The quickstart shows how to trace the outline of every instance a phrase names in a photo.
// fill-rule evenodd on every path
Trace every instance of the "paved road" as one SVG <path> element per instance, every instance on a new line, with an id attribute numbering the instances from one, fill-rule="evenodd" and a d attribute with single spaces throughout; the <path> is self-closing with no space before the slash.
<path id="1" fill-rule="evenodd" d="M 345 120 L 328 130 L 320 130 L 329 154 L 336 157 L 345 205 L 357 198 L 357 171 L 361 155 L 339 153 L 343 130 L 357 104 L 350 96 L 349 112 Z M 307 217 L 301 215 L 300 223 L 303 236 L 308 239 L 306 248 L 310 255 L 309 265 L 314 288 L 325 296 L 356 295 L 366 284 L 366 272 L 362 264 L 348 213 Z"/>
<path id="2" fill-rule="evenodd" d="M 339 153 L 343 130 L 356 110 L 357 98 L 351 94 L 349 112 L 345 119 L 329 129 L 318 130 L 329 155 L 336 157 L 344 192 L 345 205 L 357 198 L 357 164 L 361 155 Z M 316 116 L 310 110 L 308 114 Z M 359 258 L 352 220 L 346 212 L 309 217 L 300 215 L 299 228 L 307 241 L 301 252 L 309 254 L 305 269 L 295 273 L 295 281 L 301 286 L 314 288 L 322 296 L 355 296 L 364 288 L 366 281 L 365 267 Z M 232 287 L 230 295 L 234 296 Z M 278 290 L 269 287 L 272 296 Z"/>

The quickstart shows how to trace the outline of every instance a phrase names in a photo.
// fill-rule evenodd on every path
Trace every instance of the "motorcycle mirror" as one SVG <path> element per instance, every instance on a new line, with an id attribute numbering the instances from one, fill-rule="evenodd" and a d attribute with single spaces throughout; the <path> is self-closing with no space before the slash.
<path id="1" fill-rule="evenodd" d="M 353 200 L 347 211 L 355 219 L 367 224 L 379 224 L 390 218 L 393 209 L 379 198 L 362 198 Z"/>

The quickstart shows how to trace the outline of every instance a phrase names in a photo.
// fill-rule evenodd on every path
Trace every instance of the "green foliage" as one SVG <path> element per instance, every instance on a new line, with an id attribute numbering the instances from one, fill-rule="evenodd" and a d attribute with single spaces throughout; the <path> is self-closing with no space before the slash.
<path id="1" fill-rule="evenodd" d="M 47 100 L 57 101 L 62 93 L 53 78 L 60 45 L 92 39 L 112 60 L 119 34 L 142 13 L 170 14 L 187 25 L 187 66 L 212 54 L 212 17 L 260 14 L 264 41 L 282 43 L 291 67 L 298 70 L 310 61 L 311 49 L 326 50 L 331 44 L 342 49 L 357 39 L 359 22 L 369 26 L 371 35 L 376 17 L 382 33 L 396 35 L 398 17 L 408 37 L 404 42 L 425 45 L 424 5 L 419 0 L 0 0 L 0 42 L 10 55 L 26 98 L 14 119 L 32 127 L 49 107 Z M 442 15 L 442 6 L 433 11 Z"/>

The problem:
Copy everything from the start of the material down to the line containing "353 200 L 347", swapping "quickstart" for "walkthrough" and keeping all else the same.

Correct response:
The walkthrough shows how to trace the outline of every instance a phrase names in a photo.
// fill-rule evenodd on every path
Trace every instance of the "paved road" as one SVG <path> element per instance, every instance on a new line, with an id attribute numbering the instances from one, fill-rule="evenodd" and a d attribute with single spaces throughout; the <path> is self-closing with no space before the slash.
<path id="1" fill-rule="evenodd" d="M 345 120 L 328 130 L 320 130 L 329 154 L 336 157 L 345 205 L 357 198 L 357 171 L 361 155 L 339 153 L 343 130 L 357 104 L 350 96 L 349 112 Z M 307 217 L 301 215 L 300 223 L 303 236 L 308 239 L 306 248 L 310 255 L 309 265 L 314 288 L 325 296 L 356 295 L 366 284 L 366 272 L 362 264 L 348 213 Z"/>
<path id="2" fill-rule="evenodd" d="M 339 153 L 343 130 L 356 110 L 357 98 L 351 94 L 349 112 L 345 119 L 329 129 L 318 130 L 329 155 L 336 157 L 344 192 L 345 205 L 357 198 L 357 164 L 361 155 Z M 316 116 L 310 110 L 308 114 Z M 359 258 L 352 220 L 346 212 L 309 217 L 300 215 L 299 228 L 307 241 L 301 252 L 309 254 L 305 269 L 295 273 L 295 281 L 301 286 L 314 288 L 322 296 L 355 296 L 364 288 L 366 281 L 365 267 Z M 232 287 L 230 295 L 234 296 Z M 278 290 L 269 287 L 272 296 Z"/>

The walkthrough shows how to trace the outline of every instance a phrase names in a photo.
// fill-rule evenodd on every path
Trace every instance of the "motorcycle mirror" as one SVG <path> element per instance, every instance on a new line, with an id attribute numbering the instances from one, fill-rule="evenodd" and a d attribute with single spaces throughout; the <path> is self-closing with no space before the slash.
<path id="1" fill-rule="evenodd" d="M 353 200 L 347 211 L 355 219 L 367 224 L 379 224 L 390 218 L 393 209 L 379 198 L 362 198 Z"/>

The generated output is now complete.